Region pointing data:
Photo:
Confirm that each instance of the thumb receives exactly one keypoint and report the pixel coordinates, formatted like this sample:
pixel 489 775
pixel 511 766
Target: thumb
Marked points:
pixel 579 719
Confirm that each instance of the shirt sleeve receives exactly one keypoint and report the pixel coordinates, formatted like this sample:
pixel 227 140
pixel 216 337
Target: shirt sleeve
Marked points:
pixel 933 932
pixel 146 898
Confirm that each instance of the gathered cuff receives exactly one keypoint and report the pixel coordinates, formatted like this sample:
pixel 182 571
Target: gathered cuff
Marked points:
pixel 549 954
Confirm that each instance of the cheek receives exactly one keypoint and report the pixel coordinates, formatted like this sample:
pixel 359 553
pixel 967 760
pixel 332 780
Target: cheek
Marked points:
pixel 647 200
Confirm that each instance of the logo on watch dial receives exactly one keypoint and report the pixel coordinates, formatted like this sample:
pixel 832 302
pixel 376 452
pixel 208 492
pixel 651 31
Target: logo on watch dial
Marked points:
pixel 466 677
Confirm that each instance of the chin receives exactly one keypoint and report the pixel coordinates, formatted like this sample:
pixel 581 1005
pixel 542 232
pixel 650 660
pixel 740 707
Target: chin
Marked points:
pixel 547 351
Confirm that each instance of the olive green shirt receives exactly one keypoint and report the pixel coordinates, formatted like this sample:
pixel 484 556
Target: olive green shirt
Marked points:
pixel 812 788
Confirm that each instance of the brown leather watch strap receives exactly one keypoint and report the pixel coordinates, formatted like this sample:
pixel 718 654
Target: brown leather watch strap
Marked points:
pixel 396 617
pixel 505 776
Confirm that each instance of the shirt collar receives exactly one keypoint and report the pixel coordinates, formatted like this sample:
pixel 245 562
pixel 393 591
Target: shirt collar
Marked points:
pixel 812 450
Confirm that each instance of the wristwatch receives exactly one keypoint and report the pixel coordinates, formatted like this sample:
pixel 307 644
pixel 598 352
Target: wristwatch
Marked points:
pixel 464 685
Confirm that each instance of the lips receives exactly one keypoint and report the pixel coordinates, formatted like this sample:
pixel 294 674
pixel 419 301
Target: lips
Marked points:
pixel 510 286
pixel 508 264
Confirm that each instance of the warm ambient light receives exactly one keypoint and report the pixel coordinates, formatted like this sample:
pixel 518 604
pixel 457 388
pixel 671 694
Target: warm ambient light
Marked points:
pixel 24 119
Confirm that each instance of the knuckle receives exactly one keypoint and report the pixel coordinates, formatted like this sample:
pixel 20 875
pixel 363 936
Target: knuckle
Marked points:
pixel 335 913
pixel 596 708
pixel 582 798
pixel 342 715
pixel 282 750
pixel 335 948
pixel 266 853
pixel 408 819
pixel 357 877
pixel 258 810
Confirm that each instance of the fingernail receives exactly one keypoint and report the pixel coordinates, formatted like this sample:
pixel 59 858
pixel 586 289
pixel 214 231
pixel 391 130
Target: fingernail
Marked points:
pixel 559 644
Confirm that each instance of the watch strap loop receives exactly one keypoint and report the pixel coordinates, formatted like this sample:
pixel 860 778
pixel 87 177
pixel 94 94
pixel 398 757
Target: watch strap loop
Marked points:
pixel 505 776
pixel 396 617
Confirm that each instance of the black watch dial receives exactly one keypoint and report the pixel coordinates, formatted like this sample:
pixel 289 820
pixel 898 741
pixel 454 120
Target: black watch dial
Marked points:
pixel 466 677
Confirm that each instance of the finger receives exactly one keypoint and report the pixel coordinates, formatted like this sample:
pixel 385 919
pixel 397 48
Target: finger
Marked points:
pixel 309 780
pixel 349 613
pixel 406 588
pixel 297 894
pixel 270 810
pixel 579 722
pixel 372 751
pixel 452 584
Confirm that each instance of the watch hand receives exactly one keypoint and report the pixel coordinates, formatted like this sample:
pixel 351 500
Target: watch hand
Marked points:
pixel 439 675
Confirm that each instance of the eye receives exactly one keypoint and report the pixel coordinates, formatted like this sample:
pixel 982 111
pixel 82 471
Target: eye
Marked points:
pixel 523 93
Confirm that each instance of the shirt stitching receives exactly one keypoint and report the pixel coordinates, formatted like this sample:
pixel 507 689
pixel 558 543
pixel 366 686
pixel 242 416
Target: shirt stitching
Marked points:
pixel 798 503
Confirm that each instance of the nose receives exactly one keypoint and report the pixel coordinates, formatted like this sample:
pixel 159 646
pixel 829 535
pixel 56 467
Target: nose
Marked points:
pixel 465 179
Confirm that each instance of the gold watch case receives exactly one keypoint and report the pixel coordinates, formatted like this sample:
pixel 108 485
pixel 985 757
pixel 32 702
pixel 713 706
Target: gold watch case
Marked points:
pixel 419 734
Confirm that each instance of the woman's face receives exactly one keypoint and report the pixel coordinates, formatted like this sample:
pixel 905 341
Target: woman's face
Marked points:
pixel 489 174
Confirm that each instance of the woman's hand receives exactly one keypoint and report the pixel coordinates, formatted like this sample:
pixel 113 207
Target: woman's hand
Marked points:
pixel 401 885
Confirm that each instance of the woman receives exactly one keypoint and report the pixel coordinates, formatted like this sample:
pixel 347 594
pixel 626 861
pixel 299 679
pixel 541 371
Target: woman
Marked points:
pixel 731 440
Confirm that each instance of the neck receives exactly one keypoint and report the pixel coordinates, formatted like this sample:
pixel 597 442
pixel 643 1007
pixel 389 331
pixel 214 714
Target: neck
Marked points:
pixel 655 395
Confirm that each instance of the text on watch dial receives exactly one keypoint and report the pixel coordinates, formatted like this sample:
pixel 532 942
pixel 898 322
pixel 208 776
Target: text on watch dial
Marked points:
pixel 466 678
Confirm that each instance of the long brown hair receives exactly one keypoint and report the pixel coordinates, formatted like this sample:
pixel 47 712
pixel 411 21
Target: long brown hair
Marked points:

What you need to do: Return each line above exactly.

Exercise answer:
Photo:
Confirm that each instance of the thumb receives exactly one keypoint and report the pixel coordinates, formatted like this sample:
pixel 489 775
pixel 511 766
Target: thumb
Marked points:
pixel 579 719
Confirm that each instance of the shirt sleeve receives exactly one keypoint and report the pixel coordinates, formatted like this sample:
pixel 227 140
pixel 216 337
Target: shirt sleeve
Marked points:
pixel 933 932
pixel 146 898
Confirm that each instance of the gathered cuff receives exactly one keypoint and report the pixel coordinates, formatted like this sample:
pixel 182 571
Target: gathered cuff
Marked points:
pixel 549 954
Confirm that each instance of the cheek receives exactly one keypoint and report the pixel coordinates, formatted like this sample:
pixel 359 553
pixel 967 760
pixel 332 780
Target: cheek
Marked points:
pixel 647 200
Confirm that each instance of the logo on watch dial receives exactly one keypoint and report the pixel coordinates, formatted like this sample:
pixel 832 302
pixel 376 452
pixel 208 492
pixel 651 31
Target: logo on watch dial
Marked points:
pixel 466 677
Confirm that each instance of the chin receives exactly one keypoint and report the pixel coordinates, formatted like this sample:
pixel 581 1005
pixel 542 232
pixel 650 660
pixel 740 707
Target: chin
Marked points:
pixel 547 351
Confirm that each instance of the olive green shirt receives exactly one keypoint and report the pixel coordinates, formatted like this sample:
pixel 484 556
Target: olive green shirt
Marked points:
pixel 812 788
Confirm that each instance of the brown leather watch strap receives exactly one keypoint and report the pixel coordinates, formatted like this sample:
pixel 718 654
Target: brown leather watch strap
Marked points:
pixel 396 617
pixel 505 776
Confirm that each instance of the shirt collar receives exactly one keypoint and report the pixel coordinates, formatted like this sample:
pixel 245 562
pixel 393 591
Target: shirt collar
Marked points:
pixel 812 450
Confirm that each instance of the wristwatch receives exactly one keypoint and report the pixel coordinates, formatted like this sample:
pixel 307 644
pixel 598 352
Target: wristwatch
Marked points:
pixel 464 685
Confirm that each instance of the lips receives exactly one keypoint and report the pixel coordinates, formatted like this sample:
pixel 294 674
pixel 419 301
Target: lips
Marked points:
pixel 510 286
pixel 508 264
Confirm that each instance of the warm ambient light receives exactly one keypoint and report the pixel coordinates, formatted like this sample:
pixel 518 604
pixel 457 388
pixel 671 694
Target: warm ambient light
Marked points:
pixel 24 119
Confirm that each instance of the knuckle receives exactly one keypoint and report the pixel coordinates, formatted like this sample:
pixel 20 875
pixel 363 936
Target: knuckle
Marked points:
pixel 335 913
pixel 596 708
pixel 582 798
pixel 342 715
pixel 282 750
pixel 335 948
pixel 266 853
pixel 408 819
pixel 357 877
pixel 258 810
Confirm that each instance of the fingernail receives exactly one keypoint and report the pixel coordinates, formatted like this sample:
pixel 59 858
pixel 586 289
pixel 214 231
pixel 391 130
Target: fingernail
Marked points:
pixel 559 644
Confirm that each instance of the watch strap loop receives exactly one keypoint and report the pixel coordinates, formatted like this sample:
pixel 860 778
pixel 87 177
pixel 94 94
pixel 398 757
Target: watch strap loop
Marked points:
pixel 505 776
pixel 396 617
Confirm that each instance of the black watch dial receives exactly one keypoint and report the pixel coordinates, formatted like this sample:
pixel 289 820
pixel 898 741
pixel 454 120
Target: black watch dial
Marked points:
pixel 466 677
Confirm that each instance of the finger receives exactly one keypoint and report the pixel coordinates, formatted like this sample:
pixel 385 919
pixel 397 48
Target: finger
Marked points:
pixel 309 780
pixel 349 613
pixel 406 588
pixel 297 894
pixel 270 810
pixel 579 722
pixel 372 751
pixel 452 584
Confirm that each instance of the watch hand receives exactly one keypoint and report the pixel coordinates, formatted like this sample:
pixel 351 500
Target: watch hand
Marked points:
pixel 439 675
Confirm that each instance of the eye receives exactly one keypoint and report the pixel coordinates, formatted like this sample:
pixel 982 111
pixel 82 471
Target: eye
Marked points:
pixel 523 93
Confirm that each instance of the shirt stitching receives exactly one keypoint and report the pixel coordinates, formatted like this sample:
pixel 507 689
pixel 558 543
pixel 366 686
pixel 242 416
Target: shirt stitching
Marked points:
pixel 798 503
Confirm that each instance of the nose receives exactly one keypoint and report the pixel coordinates, formatted like this sample:
pixel 159 646
pixel 829 535
pixel 56 467
Target: nose
Marked points:
pixel 465 179
Confirm that each instance of the gold watch case receives exactly one keypoint and report the pixel coordinates, formatted like this sample:
pixel 108 485
pixel 985 757
pixel 32 702
pixel 713 706
Target: gold watch case
Marked points:
pixel 419 734
Confirm that each instance of the woman's face receives exactly one keypoint and report the pixel coordinates, formatted like this sample:
pixel 905 341
Target: woman's face
Marked points:
pixel 489 174
Confirm that each instance of the woman's hand receives exactly one keypoint and report the pixel coordinates, formatted like this sample:
pixel 113 207
Target: woman's hand
Marked points:
pixel 401 885
Confirm that each instance of the woman receives exactly one keypoint and report the pixel coordinates, formatted like this sample:
pixel 347 594
pixel 626 861
pixel 299 679
pixel 541 371
Target: woman
Marked points:
pixel 731 440
Confirm that each instance of the neck receives exactly one keypoint and report the pixel coordinates, formatted like this sample:
pixel 597 442
pixel 643 1007
pixel 389 331
pixel 214 714
Target: neck
Marked points:
pixel 655 395
Confirm that each instance of the text on watch dial receives exactly one keypoint and report the pixel coordinates, formatted like this sample:
pixel 532 942
pixel 898 322
pixel 208 776
Target: text on watch dial
Marked points:
pixel 466 678
Confirm that each instance of the long brown hair receives exactly one keypoint and report the pixel coordinates, formatted like this sample:
pixel 47 712
pixel 411 21
Target: long brown hair
Marked points:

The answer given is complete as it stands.